_Exercise_: Leave out the pictures and return every entry exactly as it appears.

_Data to process_:
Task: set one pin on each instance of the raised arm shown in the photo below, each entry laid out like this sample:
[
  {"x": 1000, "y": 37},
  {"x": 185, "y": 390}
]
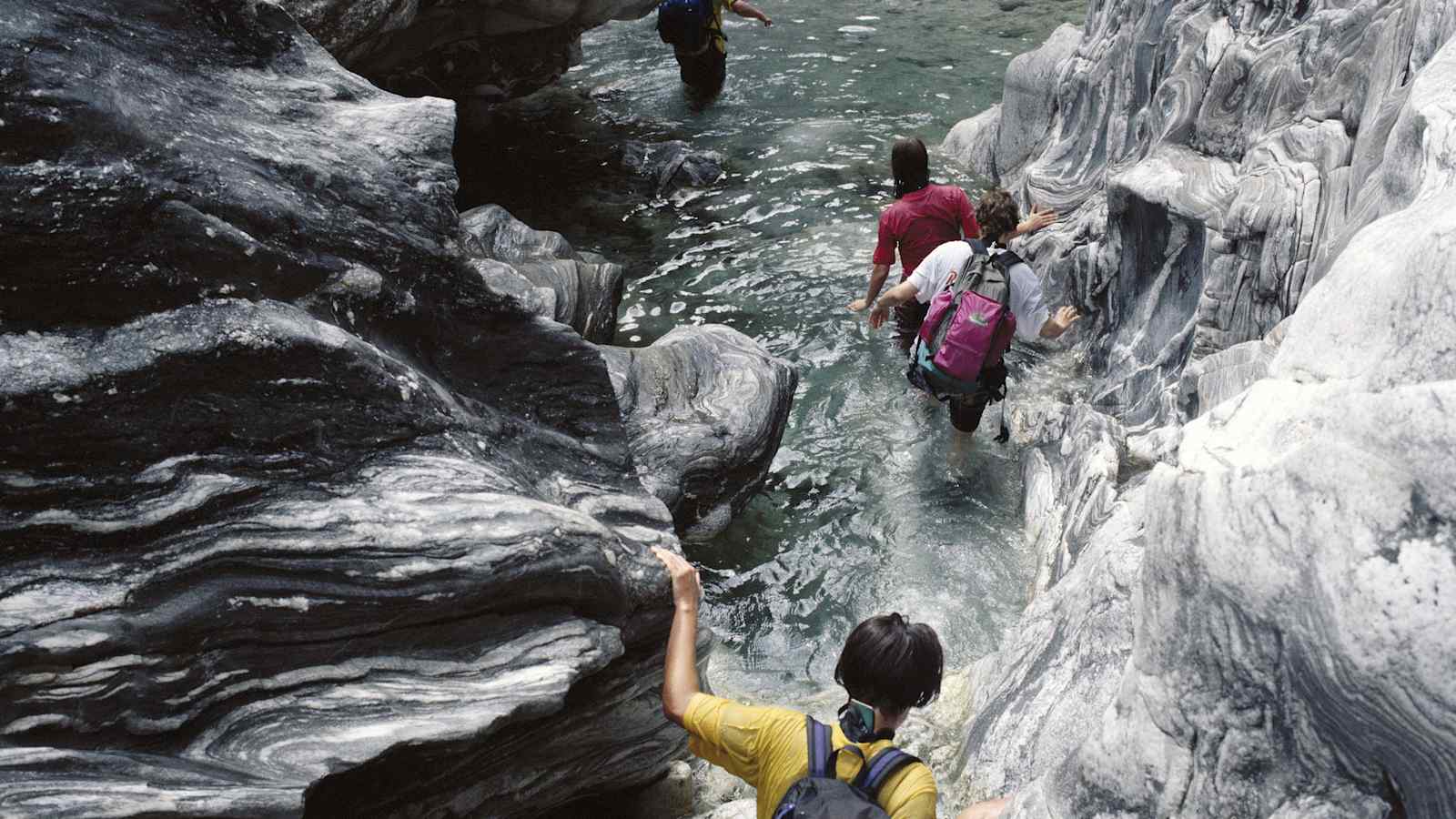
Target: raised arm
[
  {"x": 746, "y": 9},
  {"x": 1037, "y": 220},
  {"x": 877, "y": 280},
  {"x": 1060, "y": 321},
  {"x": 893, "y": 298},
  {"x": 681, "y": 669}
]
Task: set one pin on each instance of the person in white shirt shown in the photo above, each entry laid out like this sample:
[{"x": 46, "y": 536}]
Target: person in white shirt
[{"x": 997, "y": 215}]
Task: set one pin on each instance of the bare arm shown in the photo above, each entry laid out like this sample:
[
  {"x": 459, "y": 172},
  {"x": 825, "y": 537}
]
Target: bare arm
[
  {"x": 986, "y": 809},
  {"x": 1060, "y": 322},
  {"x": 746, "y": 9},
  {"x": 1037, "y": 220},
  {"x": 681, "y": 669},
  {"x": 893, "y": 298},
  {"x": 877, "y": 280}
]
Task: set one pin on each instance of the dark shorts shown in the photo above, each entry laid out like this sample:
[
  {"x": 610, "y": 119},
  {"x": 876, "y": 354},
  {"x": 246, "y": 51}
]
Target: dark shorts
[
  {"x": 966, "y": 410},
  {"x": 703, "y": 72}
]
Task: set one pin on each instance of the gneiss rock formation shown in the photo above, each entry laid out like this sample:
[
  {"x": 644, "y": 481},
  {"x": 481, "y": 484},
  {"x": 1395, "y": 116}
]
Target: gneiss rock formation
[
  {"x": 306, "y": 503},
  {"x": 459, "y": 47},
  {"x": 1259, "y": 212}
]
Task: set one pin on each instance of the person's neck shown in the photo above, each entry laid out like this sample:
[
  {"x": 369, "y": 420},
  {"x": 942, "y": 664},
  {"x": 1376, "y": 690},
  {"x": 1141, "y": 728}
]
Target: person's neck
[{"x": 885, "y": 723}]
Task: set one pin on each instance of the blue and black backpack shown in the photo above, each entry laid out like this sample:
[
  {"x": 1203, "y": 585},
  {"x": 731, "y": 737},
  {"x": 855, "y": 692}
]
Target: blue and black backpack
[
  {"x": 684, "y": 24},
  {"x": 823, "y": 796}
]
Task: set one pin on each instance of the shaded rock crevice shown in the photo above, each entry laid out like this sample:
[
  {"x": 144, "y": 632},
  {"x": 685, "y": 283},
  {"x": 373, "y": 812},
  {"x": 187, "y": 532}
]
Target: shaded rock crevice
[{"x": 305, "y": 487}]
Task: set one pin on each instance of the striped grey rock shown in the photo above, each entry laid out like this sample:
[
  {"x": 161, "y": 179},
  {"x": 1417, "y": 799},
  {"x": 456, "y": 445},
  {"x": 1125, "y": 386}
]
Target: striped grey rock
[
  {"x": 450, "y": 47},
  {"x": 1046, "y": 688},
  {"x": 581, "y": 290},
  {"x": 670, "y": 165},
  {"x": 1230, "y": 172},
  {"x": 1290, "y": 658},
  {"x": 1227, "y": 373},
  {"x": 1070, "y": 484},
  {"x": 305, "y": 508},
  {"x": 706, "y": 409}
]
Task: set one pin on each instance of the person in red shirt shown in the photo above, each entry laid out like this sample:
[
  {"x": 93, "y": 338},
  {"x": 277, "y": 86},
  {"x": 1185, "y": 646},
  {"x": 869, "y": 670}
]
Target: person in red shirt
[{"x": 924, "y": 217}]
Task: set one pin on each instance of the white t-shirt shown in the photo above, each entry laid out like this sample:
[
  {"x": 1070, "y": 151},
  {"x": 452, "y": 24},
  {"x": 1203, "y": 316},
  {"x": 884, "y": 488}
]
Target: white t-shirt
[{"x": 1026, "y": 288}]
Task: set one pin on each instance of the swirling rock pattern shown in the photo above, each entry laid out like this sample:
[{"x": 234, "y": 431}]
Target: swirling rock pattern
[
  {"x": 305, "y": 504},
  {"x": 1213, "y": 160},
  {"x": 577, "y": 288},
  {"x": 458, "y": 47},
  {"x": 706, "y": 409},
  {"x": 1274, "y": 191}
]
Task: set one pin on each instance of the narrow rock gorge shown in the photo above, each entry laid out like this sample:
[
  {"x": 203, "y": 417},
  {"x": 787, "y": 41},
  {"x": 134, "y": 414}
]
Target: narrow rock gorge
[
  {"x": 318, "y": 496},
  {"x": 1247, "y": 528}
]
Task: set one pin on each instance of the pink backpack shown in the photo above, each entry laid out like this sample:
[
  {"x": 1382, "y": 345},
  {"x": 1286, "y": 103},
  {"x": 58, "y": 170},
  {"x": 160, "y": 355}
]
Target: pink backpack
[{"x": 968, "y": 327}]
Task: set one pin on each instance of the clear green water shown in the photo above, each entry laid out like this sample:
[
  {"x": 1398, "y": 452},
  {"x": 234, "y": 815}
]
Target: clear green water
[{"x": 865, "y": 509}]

_Output_:
Task: set one pin on each instance of the raised arm shown in the photo below, each entry laid out like this sample:
[
  {"x": 1000, "y": 37},
  {"x": 185, "y": 390}
]
Target: raised arm
[
  {"x": 746, "y": 9},
  {"x": 1037, "y": 220},
  {"x": 877, "y": 280},
  {"x": 1060, "y": 321},
  {"x": 893, "y": 298},
  {"x": 681, "y": 669}
]
Task: set one pin on each instance of the person in white shirt shown in the photo above, each entry laid out like this sample:
[{"x": 46, "y": 536}]
Target: person in white shirt
[{"x": 997, "y": 215}]
Task: set one pin on each instance of the bare arm shown in the photo above, each entry laid out like this sample:
[
  {"x": 459, "y": 172},
  {"x": 825, "y": 537}
]
Target: bare arm
[
  {"x": 986, "y": 809},
  {"x": 1060, "y": 322},
  {"x": 746, "y": 9},
  {"x": 1037, "y": 220},
  {"x": 681, "y": 669},
  {"x": 893, "y": 298},
  {"x": 877, "y": 280}
]
Task: set one pin on each instance of the dark shorts shown in the photo above, each entry laid out like this sample:
[
  {"x": 610, "y": 119},
  {"x": 876, "y": 354},
  {"x": 246, "y": 51}
]
Target: dark shorts
[
  {"x": 966, "y": 410},
  {"x": 703, "y": 72}
]
Task: set one pin on each instance of the gneiss rock formation shown in the photo above, each entry laid out like this sample:
[
  {"x": 644, "y": 481},
  {"x": 481, "y": 484},
  {"x": 1395, "y": 116}
]
Target: gneiss rock formation
[
  {"x": 306, "y": 503},
  {"x": 459, "y": 47},
  {"x": 1259, "y": 212}
]
Task: set one pin on each instance of the person's neck shown in the photo above, each entry laid out like this sample:
[
  {"x": 369, "y": 420},
  {"x": 942, "y": 664},
  {"x": 1376, "y": 690},
  {"x": 1141, "y": 728}
]
Target: person's neck
[{"x": 885, "y": 723}]
Task: set one pin on each instance of the blue and black backpack shown in the photo above, each entry laid out like this sample:
[
  {"x": 1203, "y": 585},
  {"x": 731, "y": 737},
  {"x": 855, "y": 692}
]
Target: blue and black backpack
[
  {"x": 684, "y": 24},
  {"x": 823, "y": 796}
]
Task: set one pin on each instance of the shaded rock crevice shown in the photo above, each entry laid out like this sample:
[
  {"x": 144, "y": 632},
  {"x": 685, "y": 283},
  {"x": 373, "y": 812},
  {"x": 187, "y": 532}
]
Target: shaded rock crevice
[{"x": 305, "y": 487}]
Task: set one pin on each instance of the striped grey rock shown in the photo above, each entry laid out like this sample:
[
  {"x": 161, "y": 179},
  {"x": 1417, "y": 799},
  {"x": 456, "y": 445},
  {"x": 1125, "y": 386}
]
Target: striped grey rock
[
  {"x": 450, "y": 47},
  {"x": 1046, "y": 688},
  {"x": 581, "y": 290},
  {"x": 670, "y": 165},
  {"x": 1230, "y": 172},
  {"x": 1290, "y": 658},
  {"x": 1227, "y": 373},
  {"x": 1070, "y": 484},
  {"x": 305, "y": 508},
  {"x": 706, "y": 409}
]
Task: set one pin on each instance of the person in red shirt shown in the photo above, each entry laid out like this sample:
[
  {"x": 93, "y": 338},
  {"x": 277, "y": 86},
  {"x": 1185, "y": 646},
  {"x": 869, "y": 670}
]
Target: person in red shirt
[{"x": 924, "y": 217}]
Task: set one pin on each instance of the white t-shirt shown in the photo above, each entry laid out like this sample:
[
  {"x": 1070, "y": 151},
  {"x": 452, "y": 24},
  {"x": 1203, "y": 316},
  {"x": 884, "y": 488}
]
Target: white t-shirt
[{"x": 1026, "y": 288}]
Task: set one pin on each instance of the swirling rock pattern shown in the photo above, each entry laid out like this sample:
[{"x": 234, "y": 431}]
Target: swirling rock pattern
[
  {"x": 305, "y": 504},
  {"x": 1213, "y": 160},
  {"x": 577, "y": 288},
  {"x": 458, "y": 47},
  {"x": 706, "y": 409},
  {"x": 1274, "y": 191}
]
Task: set one pin on each instance of the narrow rock gorge shown in the photo above, each entry laid out like this sample:
[
  {"x": 203, "y": 417},
  {"x": 787, "y": 41},
  {"x": 134, "y": 414}
]
Target: narrow rock gorge
[
  {"x": 318, "y": 496},
  {"x": 1247, "y": 528}
]
Task: set one pin on each instance of the pink backpack shown in the photo above, each entry laid out like this sample:
[
  {"x": 1382, "y": 345},
  {"x": 1286, "y": 103},
  {"x": 58, "y": 170},
  {"x": 160, "y": 355}
]
Target: pink backpack
[{"x": 968, "y": 327}]
Task: set one pin on each instance of the clear green water shown in the photo above, each entry laid out like this sample:
[
  {"x": 1398, "y": 452},
  {"x": 234, "y": 815}
]
Target: clear green water
[{"x": 865, "y": 509}]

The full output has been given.